▶ **Assignment**:
Below are the records; locate each line with the word "dress" and copy it.
----------
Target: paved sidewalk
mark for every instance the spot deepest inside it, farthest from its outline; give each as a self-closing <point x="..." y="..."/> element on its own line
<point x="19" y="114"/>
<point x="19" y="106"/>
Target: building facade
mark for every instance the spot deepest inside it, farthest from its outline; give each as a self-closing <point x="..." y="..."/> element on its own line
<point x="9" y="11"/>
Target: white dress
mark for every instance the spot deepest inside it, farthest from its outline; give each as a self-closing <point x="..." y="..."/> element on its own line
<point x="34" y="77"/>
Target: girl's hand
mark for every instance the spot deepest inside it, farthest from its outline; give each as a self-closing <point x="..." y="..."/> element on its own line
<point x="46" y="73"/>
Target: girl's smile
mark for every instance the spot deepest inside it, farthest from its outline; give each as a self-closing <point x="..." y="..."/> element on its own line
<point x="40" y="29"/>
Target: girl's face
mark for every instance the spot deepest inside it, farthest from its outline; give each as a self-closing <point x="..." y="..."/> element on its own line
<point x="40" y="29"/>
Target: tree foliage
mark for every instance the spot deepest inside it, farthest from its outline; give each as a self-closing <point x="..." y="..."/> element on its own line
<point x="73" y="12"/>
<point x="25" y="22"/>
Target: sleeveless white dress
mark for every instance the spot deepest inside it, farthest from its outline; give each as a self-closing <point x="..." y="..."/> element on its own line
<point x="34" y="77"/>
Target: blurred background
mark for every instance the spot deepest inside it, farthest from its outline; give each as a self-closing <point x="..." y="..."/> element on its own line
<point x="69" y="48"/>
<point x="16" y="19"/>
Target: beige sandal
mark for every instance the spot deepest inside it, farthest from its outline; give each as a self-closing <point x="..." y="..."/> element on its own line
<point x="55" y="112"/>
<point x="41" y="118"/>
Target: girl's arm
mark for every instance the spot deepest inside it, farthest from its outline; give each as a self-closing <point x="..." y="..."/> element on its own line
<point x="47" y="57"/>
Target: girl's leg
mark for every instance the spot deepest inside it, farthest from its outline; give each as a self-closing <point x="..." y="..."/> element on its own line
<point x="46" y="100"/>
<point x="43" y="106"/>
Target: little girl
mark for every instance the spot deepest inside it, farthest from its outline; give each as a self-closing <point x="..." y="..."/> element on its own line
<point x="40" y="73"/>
----------
▶ **Reply**:
Target: white dress
Target: sleeveless white dress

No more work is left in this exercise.